Dataset excerpt
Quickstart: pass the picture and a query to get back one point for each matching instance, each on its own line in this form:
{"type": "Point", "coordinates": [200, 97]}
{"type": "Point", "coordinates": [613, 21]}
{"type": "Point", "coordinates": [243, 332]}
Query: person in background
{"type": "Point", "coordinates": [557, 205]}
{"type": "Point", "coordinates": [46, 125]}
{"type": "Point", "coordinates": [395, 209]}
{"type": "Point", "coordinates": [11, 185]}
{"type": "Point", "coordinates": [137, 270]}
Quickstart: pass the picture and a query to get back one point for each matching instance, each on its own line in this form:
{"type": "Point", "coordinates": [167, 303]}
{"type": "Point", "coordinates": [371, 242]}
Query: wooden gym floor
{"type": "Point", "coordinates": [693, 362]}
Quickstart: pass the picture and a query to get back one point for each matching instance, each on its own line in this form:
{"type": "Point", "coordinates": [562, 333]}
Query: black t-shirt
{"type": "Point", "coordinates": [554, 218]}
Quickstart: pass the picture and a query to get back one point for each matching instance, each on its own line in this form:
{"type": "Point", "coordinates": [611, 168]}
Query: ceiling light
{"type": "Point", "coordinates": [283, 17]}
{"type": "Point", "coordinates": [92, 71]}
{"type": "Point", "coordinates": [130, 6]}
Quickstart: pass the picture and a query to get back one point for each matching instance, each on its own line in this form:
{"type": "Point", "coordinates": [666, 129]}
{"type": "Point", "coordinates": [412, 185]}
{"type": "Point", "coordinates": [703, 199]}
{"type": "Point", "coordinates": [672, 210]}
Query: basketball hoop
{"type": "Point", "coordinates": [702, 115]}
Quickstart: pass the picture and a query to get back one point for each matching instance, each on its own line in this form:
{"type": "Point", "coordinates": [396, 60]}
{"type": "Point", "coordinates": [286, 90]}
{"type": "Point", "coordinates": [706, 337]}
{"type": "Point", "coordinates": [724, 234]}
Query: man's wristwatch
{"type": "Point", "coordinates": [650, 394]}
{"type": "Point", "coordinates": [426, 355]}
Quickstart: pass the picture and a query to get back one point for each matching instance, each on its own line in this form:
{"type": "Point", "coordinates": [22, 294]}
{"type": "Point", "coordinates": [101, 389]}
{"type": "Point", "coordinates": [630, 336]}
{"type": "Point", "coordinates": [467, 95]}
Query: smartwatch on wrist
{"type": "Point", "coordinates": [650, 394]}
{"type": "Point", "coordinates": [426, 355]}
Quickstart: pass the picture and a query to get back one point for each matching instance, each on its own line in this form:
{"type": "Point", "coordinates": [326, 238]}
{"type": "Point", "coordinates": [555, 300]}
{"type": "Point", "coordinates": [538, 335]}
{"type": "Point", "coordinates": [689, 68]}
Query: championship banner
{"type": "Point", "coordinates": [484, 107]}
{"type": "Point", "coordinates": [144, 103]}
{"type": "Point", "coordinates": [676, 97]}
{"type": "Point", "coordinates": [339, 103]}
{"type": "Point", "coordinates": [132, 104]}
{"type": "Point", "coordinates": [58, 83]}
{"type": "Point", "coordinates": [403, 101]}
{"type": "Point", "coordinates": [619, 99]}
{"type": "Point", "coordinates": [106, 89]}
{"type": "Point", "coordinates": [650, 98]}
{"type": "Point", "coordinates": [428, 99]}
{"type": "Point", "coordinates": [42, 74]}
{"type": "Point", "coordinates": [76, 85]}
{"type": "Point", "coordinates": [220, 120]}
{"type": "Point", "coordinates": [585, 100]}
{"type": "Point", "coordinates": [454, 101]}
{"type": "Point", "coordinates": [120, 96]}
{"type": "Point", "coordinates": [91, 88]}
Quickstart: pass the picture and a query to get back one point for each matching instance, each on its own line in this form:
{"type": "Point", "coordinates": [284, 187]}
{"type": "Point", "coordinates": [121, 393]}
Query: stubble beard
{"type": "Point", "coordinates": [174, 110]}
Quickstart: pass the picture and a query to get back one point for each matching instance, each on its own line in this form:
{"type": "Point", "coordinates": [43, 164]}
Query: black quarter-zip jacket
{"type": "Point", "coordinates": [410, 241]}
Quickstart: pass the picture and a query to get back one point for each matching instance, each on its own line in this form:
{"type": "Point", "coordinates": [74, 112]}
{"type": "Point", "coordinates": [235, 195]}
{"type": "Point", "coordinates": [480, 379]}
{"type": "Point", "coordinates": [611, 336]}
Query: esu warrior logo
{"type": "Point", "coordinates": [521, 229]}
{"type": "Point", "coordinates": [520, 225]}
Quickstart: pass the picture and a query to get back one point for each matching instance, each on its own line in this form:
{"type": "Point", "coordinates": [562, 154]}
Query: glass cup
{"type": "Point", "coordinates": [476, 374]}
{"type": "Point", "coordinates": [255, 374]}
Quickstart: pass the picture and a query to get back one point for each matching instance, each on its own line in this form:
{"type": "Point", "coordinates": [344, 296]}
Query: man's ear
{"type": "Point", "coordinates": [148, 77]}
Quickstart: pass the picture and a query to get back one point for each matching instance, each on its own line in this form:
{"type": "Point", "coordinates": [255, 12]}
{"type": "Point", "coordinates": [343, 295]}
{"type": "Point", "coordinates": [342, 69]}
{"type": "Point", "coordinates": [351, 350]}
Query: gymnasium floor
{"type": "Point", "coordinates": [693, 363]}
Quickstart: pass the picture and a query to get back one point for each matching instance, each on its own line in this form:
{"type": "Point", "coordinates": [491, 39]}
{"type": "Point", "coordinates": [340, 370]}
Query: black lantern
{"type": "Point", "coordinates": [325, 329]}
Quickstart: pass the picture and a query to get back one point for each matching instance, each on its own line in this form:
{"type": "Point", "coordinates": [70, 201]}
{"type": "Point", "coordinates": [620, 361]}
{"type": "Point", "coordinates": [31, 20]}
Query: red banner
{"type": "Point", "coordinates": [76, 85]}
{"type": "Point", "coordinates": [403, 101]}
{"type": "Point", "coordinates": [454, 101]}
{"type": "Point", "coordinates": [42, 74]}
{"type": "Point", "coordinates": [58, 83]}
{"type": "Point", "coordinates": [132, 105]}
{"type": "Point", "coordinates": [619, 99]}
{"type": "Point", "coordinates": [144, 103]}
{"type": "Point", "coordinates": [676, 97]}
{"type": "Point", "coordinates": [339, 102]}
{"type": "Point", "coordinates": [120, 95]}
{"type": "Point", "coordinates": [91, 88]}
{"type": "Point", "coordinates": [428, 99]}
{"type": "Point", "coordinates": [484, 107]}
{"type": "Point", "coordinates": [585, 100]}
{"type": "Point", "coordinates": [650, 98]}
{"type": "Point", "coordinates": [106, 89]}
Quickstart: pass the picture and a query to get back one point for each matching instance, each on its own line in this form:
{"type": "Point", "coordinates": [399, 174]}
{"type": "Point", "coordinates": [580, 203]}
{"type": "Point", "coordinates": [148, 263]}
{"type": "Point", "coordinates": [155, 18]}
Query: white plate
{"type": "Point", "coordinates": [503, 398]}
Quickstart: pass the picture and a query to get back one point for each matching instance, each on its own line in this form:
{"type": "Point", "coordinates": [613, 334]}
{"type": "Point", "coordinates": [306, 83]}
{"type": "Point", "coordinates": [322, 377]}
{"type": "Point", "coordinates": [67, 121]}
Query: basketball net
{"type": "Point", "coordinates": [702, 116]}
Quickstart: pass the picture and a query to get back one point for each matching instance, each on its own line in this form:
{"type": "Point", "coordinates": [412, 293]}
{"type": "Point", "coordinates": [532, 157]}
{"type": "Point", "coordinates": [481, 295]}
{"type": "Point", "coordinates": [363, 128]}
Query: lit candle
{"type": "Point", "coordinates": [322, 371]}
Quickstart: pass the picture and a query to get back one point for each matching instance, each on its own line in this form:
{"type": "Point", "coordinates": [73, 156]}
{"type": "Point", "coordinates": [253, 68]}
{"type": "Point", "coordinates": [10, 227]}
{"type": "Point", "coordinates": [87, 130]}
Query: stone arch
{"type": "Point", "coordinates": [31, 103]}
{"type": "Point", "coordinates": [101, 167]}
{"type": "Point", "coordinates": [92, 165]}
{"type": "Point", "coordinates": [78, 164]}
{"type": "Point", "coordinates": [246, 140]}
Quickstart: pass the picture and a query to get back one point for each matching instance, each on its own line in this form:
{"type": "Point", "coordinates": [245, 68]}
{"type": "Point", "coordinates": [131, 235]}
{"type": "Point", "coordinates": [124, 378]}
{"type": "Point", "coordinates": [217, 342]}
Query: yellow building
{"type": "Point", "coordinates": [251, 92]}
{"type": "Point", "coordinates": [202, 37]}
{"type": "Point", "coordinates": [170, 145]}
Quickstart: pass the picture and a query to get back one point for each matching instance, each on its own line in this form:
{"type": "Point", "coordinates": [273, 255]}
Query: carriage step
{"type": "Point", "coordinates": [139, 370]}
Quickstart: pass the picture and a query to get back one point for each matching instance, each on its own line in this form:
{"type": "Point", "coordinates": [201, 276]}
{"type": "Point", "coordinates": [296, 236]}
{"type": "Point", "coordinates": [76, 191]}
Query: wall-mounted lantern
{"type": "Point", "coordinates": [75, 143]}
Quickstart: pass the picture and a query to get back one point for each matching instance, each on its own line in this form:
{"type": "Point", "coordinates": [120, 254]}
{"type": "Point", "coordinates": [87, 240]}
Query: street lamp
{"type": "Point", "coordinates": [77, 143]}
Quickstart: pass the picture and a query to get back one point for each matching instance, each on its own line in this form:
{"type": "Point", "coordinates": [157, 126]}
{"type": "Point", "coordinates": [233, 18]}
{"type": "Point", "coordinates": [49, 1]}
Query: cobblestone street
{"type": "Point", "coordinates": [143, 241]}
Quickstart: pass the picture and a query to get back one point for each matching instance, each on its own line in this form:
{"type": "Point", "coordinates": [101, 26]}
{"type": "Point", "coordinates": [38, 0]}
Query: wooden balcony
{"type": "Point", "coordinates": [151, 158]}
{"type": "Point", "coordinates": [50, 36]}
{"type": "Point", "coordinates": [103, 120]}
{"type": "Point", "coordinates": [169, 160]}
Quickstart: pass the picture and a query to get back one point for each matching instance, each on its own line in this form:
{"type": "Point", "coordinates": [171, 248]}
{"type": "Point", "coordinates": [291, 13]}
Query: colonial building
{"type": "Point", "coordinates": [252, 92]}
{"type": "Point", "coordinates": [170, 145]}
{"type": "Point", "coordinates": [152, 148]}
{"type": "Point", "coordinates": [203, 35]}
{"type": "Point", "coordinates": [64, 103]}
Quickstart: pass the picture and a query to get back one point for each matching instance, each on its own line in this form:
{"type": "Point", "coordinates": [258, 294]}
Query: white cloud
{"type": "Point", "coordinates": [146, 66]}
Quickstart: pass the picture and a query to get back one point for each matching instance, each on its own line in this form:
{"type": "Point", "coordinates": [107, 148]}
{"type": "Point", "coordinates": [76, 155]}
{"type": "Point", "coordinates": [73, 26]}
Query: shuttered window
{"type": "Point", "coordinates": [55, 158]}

◆ **Exercise**
Report every line above that contains the string "floor", copying each one in full. Case counts.

◆ **Reply to the task**
Query: wooden gym floor
Query: gymnasium floor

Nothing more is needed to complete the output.